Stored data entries
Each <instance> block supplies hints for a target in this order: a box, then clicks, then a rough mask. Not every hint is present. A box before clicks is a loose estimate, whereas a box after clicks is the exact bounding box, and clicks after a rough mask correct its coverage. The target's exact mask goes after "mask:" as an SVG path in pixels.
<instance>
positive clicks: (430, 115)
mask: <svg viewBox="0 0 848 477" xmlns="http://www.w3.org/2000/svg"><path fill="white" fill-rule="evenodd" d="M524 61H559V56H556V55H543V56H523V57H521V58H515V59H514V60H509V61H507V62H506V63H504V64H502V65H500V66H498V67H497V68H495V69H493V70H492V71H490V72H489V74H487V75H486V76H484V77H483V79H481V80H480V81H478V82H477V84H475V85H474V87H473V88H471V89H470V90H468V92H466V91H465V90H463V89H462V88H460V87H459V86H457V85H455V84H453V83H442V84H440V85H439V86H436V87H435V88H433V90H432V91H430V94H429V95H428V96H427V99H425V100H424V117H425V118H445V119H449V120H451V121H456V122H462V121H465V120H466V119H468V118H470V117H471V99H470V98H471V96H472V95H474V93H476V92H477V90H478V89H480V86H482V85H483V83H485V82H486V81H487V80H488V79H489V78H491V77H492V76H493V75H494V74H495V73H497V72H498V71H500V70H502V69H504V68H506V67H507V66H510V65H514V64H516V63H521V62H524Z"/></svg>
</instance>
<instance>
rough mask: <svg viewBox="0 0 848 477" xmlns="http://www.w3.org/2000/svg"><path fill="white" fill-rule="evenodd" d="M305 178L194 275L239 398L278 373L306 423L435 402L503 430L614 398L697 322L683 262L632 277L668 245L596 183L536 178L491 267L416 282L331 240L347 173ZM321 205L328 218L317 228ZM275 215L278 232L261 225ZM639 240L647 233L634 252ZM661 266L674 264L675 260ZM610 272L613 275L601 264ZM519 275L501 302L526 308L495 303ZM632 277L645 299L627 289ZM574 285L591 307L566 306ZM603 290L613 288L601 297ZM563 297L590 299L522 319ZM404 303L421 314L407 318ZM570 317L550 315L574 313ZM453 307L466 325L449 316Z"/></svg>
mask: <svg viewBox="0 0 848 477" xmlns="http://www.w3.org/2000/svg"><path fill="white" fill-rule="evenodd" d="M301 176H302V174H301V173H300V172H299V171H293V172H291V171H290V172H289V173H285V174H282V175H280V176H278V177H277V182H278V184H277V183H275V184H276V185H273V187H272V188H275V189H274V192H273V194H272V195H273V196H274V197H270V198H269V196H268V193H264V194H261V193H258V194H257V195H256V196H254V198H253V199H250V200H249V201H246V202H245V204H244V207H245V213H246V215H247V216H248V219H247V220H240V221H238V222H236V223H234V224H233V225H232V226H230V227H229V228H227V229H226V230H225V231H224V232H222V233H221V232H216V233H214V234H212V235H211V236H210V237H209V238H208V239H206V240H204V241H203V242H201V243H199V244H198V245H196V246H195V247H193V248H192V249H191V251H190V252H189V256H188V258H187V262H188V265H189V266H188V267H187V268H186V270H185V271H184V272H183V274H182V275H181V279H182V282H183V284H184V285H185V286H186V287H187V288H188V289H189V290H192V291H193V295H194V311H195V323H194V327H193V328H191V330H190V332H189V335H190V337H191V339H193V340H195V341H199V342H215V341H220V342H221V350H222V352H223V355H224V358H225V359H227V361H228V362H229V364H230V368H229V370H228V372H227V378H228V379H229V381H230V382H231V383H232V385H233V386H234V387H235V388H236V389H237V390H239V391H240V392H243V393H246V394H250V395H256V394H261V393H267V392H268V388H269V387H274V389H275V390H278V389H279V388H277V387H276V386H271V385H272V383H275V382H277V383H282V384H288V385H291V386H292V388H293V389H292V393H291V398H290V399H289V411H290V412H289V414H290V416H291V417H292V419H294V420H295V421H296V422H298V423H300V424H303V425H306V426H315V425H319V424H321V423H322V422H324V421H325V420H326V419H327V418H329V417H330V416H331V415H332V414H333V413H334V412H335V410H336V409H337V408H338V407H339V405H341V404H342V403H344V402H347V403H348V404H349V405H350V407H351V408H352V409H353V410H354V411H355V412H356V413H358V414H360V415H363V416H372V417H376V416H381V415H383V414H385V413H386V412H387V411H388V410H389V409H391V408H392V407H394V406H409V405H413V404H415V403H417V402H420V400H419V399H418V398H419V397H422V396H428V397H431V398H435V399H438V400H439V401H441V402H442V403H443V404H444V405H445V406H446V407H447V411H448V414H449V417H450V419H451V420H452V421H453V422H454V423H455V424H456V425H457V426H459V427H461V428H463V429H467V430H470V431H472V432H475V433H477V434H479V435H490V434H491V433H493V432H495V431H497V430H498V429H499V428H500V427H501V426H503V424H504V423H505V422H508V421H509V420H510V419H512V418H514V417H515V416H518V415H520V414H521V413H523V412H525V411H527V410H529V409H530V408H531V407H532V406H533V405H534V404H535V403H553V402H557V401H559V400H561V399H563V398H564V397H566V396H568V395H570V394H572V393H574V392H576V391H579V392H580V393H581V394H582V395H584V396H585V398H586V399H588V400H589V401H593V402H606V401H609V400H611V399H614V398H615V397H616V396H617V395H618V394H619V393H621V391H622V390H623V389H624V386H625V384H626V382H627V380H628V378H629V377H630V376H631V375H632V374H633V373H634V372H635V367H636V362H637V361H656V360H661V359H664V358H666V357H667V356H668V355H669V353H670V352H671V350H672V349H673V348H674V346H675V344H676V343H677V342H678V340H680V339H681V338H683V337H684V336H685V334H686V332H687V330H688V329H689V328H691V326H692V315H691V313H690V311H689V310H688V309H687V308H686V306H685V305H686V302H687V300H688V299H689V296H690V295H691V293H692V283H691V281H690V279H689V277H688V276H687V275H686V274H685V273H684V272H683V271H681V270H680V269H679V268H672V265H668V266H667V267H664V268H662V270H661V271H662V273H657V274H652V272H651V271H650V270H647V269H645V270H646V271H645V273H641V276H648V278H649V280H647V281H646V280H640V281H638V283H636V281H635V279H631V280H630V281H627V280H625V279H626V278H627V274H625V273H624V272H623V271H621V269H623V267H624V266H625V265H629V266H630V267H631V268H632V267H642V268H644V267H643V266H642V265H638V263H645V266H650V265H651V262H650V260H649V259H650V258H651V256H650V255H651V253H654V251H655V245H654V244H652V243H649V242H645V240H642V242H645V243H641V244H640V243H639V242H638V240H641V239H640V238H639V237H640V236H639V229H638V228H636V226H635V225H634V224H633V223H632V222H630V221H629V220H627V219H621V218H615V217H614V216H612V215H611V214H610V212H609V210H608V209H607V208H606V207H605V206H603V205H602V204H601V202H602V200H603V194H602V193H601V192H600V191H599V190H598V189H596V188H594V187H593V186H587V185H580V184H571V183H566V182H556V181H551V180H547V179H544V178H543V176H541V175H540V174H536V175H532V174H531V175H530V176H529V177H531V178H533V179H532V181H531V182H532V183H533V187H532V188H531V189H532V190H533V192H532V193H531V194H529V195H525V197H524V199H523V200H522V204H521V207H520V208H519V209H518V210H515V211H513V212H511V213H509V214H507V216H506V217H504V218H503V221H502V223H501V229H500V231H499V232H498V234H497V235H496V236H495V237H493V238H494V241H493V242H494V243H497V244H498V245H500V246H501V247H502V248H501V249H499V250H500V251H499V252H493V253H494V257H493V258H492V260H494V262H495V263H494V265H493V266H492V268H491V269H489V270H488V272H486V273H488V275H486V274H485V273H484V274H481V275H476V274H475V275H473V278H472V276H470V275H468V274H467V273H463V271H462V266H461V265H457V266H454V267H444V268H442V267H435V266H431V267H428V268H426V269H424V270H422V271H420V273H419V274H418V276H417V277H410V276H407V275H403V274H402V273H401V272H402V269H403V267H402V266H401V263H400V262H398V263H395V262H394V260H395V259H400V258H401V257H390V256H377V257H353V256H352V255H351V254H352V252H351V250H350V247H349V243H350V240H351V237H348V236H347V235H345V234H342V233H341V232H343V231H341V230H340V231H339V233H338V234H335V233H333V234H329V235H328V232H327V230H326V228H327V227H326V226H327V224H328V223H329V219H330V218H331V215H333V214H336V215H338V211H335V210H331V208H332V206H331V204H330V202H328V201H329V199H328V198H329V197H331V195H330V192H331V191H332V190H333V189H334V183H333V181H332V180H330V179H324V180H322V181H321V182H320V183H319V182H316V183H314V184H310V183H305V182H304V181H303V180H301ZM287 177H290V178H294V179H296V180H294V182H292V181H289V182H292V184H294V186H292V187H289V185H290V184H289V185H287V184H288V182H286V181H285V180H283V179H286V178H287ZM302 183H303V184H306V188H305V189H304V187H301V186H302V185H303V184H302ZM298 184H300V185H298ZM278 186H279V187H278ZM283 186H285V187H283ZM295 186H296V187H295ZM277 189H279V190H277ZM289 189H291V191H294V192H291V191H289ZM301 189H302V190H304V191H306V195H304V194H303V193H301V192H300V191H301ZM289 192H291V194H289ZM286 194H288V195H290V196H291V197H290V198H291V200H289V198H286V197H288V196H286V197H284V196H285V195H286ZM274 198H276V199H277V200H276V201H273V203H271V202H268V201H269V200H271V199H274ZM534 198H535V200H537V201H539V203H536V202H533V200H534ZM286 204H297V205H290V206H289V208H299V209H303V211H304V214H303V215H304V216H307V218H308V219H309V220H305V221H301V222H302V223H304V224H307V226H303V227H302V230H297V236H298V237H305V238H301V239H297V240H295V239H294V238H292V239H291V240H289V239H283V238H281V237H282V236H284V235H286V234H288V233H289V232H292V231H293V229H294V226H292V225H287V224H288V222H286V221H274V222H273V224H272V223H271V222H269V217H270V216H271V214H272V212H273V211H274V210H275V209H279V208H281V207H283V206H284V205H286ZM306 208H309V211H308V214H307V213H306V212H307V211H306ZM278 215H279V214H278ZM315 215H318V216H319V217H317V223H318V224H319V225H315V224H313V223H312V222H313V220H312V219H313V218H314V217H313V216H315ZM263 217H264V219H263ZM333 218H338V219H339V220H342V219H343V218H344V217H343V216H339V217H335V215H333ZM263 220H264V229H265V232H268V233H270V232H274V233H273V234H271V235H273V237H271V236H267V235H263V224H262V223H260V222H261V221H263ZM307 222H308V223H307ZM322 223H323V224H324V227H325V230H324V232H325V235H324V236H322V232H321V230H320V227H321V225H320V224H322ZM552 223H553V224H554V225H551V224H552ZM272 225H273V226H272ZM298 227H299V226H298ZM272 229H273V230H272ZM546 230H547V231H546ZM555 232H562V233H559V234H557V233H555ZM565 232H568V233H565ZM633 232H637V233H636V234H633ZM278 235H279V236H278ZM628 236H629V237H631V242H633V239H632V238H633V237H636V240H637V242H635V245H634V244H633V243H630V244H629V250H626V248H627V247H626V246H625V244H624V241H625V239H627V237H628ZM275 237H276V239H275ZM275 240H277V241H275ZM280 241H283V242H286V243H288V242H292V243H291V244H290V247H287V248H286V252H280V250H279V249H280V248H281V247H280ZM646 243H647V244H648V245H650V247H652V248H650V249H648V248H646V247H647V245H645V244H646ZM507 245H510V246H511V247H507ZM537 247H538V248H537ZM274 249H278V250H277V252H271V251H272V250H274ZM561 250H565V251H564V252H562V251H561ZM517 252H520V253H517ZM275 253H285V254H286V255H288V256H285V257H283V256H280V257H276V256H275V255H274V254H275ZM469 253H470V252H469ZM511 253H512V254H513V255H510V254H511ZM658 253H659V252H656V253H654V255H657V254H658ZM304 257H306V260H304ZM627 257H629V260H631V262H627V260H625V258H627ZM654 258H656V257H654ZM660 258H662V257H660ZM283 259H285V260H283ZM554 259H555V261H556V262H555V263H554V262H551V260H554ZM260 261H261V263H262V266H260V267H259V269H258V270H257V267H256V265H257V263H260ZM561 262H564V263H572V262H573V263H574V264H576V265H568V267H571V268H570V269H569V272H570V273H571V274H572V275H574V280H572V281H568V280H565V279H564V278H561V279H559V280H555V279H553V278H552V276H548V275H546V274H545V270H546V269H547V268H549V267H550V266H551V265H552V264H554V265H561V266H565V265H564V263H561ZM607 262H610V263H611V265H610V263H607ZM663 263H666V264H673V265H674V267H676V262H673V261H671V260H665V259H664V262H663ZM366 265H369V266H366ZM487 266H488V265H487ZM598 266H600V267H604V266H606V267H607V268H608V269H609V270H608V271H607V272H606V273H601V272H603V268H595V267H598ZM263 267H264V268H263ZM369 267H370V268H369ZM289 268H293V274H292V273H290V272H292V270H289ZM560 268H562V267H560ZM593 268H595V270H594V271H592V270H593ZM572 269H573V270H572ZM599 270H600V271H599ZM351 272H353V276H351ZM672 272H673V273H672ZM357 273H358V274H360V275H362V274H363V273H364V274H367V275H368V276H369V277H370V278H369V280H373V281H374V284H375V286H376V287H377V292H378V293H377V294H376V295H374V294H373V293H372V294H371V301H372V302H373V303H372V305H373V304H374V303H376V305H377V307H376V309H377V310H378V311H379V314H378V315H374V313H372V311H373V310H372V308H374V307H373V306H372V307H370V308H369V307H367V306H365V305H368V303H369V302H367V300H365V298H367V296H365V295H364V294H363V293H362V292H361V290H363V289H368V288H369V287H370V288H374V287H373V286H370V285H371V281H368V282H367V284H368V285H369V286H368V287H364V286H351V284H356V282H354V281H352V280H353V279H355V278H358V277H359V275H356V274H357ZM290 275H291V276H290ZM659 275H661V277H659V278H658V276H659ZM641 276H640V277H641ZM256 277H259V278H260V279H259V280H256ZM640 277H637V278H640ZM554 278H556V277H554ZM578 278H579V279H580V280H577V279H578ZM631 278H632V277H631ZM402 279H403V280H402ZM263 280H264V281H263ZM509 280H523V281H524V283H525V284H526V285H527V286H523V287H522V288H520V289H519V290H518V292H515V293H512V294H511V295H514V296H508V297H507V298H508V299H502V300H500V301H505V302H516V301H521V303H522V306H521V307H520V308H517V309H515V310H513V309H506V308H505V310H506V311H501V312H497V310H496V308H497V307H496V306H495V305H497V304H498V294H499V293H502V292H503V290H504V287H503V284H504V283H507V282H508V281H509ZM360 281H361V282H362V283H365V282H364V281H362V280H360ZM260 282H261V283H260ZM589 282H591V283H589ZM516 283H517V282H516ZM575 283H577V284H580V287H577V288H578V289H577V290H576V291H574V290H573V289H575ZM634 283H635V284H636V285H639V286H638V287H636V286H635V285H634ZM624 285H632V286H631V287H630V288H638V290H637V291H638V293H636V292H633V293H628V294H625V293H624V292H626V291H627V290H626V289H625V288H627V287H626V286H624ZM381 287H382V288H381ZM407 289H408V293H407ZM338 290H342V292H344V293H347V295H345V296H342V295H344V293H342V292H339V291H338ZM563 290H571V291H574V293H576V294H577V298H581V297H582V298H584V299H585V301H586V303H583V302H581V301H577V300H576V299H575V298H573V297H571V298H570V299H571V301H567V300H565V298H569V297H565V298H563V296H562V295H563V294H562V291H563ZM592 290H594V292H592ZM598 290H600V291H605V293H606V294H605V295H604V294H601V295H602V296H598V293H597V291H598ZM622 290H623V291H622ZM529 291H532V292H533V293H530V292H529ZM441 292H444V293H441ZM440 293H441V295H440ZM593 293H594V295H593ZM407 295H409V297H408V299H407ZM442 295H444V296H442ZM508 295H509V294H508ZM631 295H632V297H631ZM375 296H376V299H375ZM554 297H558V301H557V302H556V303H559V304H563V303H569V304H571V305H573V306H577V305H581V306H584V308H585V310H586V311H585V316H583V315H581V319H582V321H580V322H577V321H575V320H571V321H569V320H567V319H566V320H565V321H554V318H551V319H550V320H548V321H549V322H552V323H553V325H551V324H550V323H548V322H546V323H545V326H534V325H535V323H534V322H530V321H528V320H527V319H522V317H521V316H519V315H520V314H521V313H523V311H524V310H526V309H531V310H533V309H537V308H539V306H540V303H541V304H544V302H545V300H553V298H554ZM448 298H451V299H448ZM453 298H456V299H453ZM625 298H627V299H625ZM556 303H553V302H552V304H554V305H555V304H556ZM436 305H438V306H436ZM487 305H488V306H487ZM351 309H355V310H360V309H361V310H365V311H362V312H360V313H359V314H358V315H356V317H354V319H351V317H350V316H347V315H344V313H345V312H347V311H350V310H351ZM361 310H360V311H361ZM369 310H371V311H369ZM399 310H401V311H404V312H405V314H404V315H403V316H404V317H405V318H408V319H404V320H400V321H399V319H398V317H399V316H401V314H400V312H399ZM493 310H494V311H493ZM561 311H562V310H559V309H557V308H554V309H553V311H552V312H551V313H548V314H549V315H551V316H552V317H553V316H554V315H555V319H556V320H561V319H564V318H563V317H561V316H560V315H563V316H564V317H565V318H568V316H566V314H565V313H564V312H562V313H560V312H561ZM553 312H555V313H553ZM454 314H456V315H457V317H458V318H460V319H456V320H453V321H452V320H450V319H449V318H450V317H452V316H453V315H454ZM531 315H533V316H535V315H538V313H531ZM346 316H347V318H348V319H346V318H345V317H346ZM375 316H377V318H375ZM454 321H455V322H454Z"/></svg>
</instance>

* What to do:
Can you recast the entries from the very start through the line containing "positive clicks: (430, 115)" as a JSON list of strings, one string per line and blank lines omitted?

* Reply:
[
  "Each <instance> block supplies hints for a target in this order: a box, then clicks, then a rough mask. Not every hint is present. A box before clicks is a loose estimate, whereas a box after clicks is the exact bounding box, and clicks after a rough mask correct its coverage. The target's exact mask goes after \"mask:\" as an SVG path in pixels.",
  "<instance>",
  "positive clicks: (430, 115)"
]